**Short task**
Please reproduce everything from the start of the listing down to the line containing "[164,99,311,298]", both ends included, keeping every line and offsetting each bounding-box coordinate in the answers by 75.
--- START OF Records provided ---
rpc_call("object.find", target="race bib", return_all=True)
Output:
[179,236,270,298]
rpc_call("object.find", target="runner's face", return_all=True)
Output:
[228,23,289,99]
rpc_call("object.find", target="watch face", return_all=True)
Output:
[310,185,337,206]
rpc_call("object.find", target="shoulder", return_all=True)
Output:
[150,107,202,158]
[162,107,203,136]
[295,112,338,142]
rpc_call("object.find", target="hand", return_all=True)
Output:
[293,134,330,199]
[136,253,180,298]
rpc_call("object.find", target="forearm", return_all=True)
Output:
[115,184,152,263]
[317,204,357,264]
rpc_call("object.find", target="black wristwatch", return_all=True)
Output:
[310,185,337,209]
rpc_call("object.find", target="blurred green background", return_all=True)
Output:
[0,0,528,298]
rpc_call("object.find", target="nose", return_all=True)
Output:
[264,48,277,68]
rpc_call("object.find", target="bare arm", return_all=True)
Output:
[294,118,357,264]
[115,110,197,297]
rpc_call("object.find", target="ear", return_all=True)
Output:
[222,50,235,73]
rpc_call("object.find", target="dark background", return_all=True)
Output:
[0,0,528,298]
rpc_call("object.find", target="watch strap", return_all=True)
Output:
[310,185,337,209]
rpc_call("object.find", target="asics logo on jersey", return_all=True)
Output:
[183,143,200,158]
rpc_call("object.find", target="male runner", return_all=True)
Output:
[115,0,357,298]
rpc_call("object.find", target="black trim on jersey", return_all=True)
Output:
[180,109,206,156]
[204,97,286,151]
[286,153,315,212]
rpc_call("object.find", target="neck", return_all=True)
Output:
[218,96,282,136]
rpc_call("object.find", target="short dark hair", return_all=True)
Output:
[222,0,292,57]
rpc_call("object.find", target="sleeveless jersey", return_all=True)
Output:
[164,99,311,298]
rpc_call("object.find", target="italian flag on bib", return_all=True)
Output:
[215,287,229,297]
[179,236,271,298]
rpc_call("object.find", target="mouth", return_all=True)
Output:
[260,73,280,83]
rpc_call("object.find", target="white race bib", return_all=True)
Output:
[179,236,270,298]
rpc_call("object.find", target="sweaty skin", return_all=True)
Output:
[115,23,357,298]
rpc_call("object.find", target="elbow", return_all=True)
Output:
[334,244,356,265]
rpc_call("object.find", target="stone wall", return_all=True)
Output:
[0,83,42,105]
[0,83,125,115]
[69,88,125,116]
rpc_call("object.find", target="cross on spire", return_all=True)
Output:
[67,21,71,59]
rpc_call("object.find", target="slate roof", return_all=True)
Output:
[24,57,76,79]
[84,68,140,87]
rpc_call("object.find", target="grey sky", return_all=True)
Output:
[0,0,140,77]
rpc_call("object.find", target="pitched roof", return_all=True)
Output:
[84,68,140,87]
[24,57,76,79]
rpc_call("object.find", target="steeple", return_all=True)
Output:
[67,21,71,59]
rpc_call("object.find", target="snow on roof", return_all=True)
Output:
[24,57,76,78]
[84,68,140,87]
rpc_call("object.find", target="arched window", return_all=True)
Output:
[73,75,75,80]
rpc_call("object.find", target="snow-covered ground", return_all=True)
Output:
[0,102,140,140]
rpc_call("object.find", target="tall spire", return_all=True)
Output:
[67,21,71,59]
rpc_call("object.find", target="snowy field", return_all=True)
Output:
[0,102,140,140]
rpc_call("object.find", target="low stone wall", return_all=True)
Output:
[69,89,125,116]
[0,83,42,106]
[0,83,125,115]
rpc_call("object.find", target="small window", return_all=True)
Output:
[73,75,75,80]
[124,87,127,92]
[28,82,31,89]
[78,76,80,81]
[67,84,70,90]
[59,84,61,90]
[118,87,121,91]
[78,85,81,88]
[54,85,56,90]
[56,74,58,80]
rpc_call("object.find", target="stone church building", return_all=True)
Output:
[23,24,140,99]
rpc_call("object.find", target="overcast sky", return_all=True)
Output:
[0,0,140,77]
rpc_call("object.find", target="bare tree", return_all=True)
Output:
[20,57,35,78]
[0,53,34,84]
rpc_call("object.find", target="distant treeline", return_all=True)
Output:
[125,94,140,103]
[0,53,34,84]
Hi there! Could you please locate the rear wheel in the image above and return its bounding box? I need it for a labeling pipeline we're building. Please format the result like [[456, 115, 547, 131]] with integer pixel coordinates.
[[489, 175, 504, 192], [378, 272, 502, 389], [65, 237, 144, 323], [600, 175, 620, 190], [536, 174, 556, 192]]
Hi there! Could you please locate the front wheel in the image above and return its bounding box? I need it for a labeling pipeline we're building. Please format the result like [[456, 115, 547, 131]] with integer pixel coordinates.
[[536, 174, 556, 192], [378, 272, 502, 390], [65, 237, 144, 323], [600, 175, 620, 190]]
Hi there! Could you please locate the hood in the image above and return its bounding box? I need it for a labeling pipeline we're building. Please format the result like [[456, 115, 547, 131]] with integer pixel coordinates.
--- END OF Records provided ---
**The completed task**
rpc_call("object.find", target="race bib", return_all=True)
Output:
[254,311,345,373]
rpc_call("object.find", target="runner's face", return_all=True)
Output:
[303,98,364,174]
rpc_call("object.find", target="watch face", return_all=True)
Output:
[385,260,412,281]
rpc_call("object.find", target="shoulder", return_all=True)
Output:
[225,182,277,233]
[237,182,278,211]
[370,187,413,217]
rpc_call("object.find", target="hand", return_all=True)
Output:
[368,209,405,274]
[211,328,255,373]
rpc_call("object.find", target="forearm", return_all=True)
Output:
[190,259,227,338]
[392,279,432,339]
rpc_call("object.find", target="black wristwatch", return_all=True)
Output:
[385,260,412,284]
rpc_call("object.find", target="blurred green background", return_all=True)
Output:
[75,75,603,373]
rpc_call("object.find", target="nose", return_all=True)
Output:
[339,123,352,143]
rpc_call("object.find", target="bare arm", return_all=True)
Output:
[369,193,432,339]
[190,185,272,372]
rpc_call("object.find", target="ear", return_all=True)
Output:
[297,125,310,148]
rpc_call("object.find", target="dark background", return_all=True)
Output:
[75,75,603,373]
rpc_call("object.find", target="watch strap", return_all=True)
Output:
[385,260,412,284]
rpc_call("object.find", target="asics logo on jersey", return_all=True)
Output:
[258,218,275,233]
rpc_call("object.find", target="male runner", return_all=True)
Output:
[190,75,432,373]
rpc_call("object.find", target="black trim on jersey", return_all=True)
Output:
[255,184,281,231]
[279,172,361,226]
[361,228,390,287]
rpc_call("object.find", target="neck", return_all=True)
Output:
[293,171,357,211]
rpc_call("object.find", target="short dark hair", return_all=True)
Output:
[297,75,367,132]
rpc_call("object.find", target="sleeveless jersey", return_all=True)
Output:
[239,174,386,373]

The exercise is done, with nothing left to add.